-- Exercise set --
A. Please transcribe the part of the passage about Emma Newashe that opens with the words containing "Emma Suzanne Newashe" and closes with "her Outing trip.".
B. Pick up the account of Emma Newashe where it stops and keep writing.

-- Passage provided --

*****

Emma Suzanne Newashe was born in 1892 on the Shawnee Reservation in Oklahoma. Her parents were both Native American: her father, John Nahaoshe, Sac and Fox member, and her mother, Susan “Waw-paw-que” Clark, Shawnee member. Both Emma and her brother, William Newashe, were great students at the Carlisle Indian School. She began her schooling at the school on September 5, 1905 at age 13 and intermittently attended the school until graduation on May 11, 1912. Newashe attended the school from 1905-1910 until she went on leave to home on April 4, 1910. At the school, she had excellent grades across the board in Academics, Industrials, and Dormitory except for her poor conduct at the start of her Outing trip.
Emma Newashe
During her schooling she wrote works for several periodicals including “Limericks” and “My Summer Outing” in Carlisle Arrow, “Chief Tecumseh” in The Arrow, and the origin story, “The Merman’s Prophecy” in The Red Man. Other than assimilating to the American culture and getting excellent grades, she watched and cheered on her brother, William Newashe, former NFL football player and Carlisle Indian School graduate. Indicated in her 1912 medical documents, Dr. G.M. Phillips documented Newashe’s appendicitis attacks, but called her academics very good. Emma Newashe was an exquisite attendant at the Carlisle Indian School and was even listed in an outstanding senior quote section of the Carlisle Arrow.

*****

-- Information shown --
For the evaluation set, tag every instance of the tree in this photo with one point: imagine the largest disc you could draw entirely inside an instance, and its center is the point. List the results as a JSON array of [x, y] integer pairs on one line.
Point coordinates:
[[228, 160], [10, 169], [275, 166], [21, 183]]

*****

-- Responses for each task --
A.
Emma Suzanne Newashe was born in 1892 on the Shawnee Reservation in Oklahoma. Her parents were both Native American: her father, John Nahaoshe, Sac and Fox member, and her mother, Susan “Waw-paw-que” Clark, Shawnee member. Both Emma and her brother, William Newashe, were great students at the Carlisle Indian School. She began her schooling at the school on September 5, 1905 at age 13 and intermittently attended the school until graduation on May 11, 1912. Newashe attended the school from 1905-1910 until she went on leave to home on April 4, 1910. At the school, she had excellent grades across the board in Academics, Industrials, and Dormitory except for her poor conduct at the start of her Outing trip.

B.
Emma and her husband Frederick Allen McAllister
At home in Oklahoma on leave, Emma met Frederick Allen McAllister, who she later married post graduation after she returned to the school in 1912. After graduation, she married Frederick Allen Mcallister, an American White male, and had four children in Luther, Oklahoma until she passed on April 26, 1934, at the age of 42.